→ **Required task a**: Rewrite the named region outline records, swapping every "leaf blade" for "stem" and keeping all other lines as they are. Omit the pictures from your answer.

→ **Selected text**:
· · ·

The things I learned or tried to learn ...
Only one class today: the PIE verb. Overview of available comprehensive treatments of the verb: no such thing. Useful collections of data in LIV2 (Rix’s German school only), Sihler (outdated, follows Cowgill), inter alia. The three stem-types forming the bases of the five PIE “tenses”; scale of verbal-morphological conservatism (high to low)/innovation (low to high): Greek and Indo-Iranian >> Italic, Celtic, Slavic, Tocharian, Armenian >> Germanic, Baltic, Anatolian.

Devoirs
We’ve been given the choice between a three-page paper or an easy one-page take-home exam. Yay!

Now, for Historical Phonology, we’re supposed to e-mail questions on the day’s lecture before the following day’s. I couldn’t really come up with anything, except in connection with something that’s not sitting right with me. It seems, in my incomplete understanding, that Stratal Optimality Theory wants to extend recessive verbal accentuation rules to other word-types in Greek. This requires positing a class of deaccented stems. So, /περί-πλό-ου/ → περίπλου, *περιπλόυ ‘sailing around-gen.’, /χαριεντ/ → χάριεν, *χαρίεν ‘with pleasure’; /δύσ-δάμαρτ/ → δύσδαμαρ, *δυσδάμαρ ‘ill-wedded’; /οἰνό-γάλακτ/ → οἰνόγαλα, *οἰνογάλα ‘wine-milk’; /ἄμφω-ὀδόντ/ → ἄμφωδον, *ἀμφῶδον ‘with teeth on both [jaws]’. I have no objection to a deaccented stem-class, which I first saw proposed for Russian. But the examples were funny: χάριεν “as Adv., was written proparox. ... in Att., acc. to Hdn. Gr. 1.350 ... but no example is quoted; neut. as Adj. is proparox. acc. to Suid.” (s.v. χαρίεις, LSJ); I remember compounds having accentuation patterns depending on type, e.g. bahuvrīhis are accented a certain way (details not within mental or manual reach), so the removal of the two lexical pitches and assignment of a new regular pitch strikes as strange. But, then again, Greek is my left hand.

· · ·

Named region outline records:
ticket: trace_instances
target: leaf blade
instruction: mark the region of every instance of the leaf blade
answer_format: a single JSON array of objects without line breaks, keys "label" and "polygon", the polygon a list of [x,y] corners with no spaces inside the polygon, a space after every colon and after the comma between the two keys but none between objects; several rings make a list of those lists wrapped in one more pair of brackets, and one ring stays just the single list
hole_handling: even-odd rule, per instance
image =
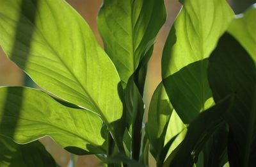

· · ·

→ **Required task b**:
Answer these questions from the notes on the PIE verb:
(i) Which three branches sit at the least conservative end of the scale of verbal-morphological conservatism?
(ii) What choice have the students been given for the devoirs?
(iii) For which language did the writer first see a deaccented stem-class proposed?

→ **Correct output a**:
ticket: trace_instances
target: stem
instruction: mark the region of every instance of the stem
answer_format: a single JSON array of objects without line breaks, keys "label" and "polygon", the polygon a list of [x,y] corners with no spaces inside the polygon, a space after every colon and after the comma between the two keys but none between objects; several rings make a list of those lists wrapped in one more pair of brackets, and one ring stays just the single list
hole_handling: even-odd rule, per instance
image =

→ **Correct output b**:
(i) Germanic, Baltic and Anatolian.
(ii) A three-page paper or an easy one-page take-home exam.
(iii) Russian.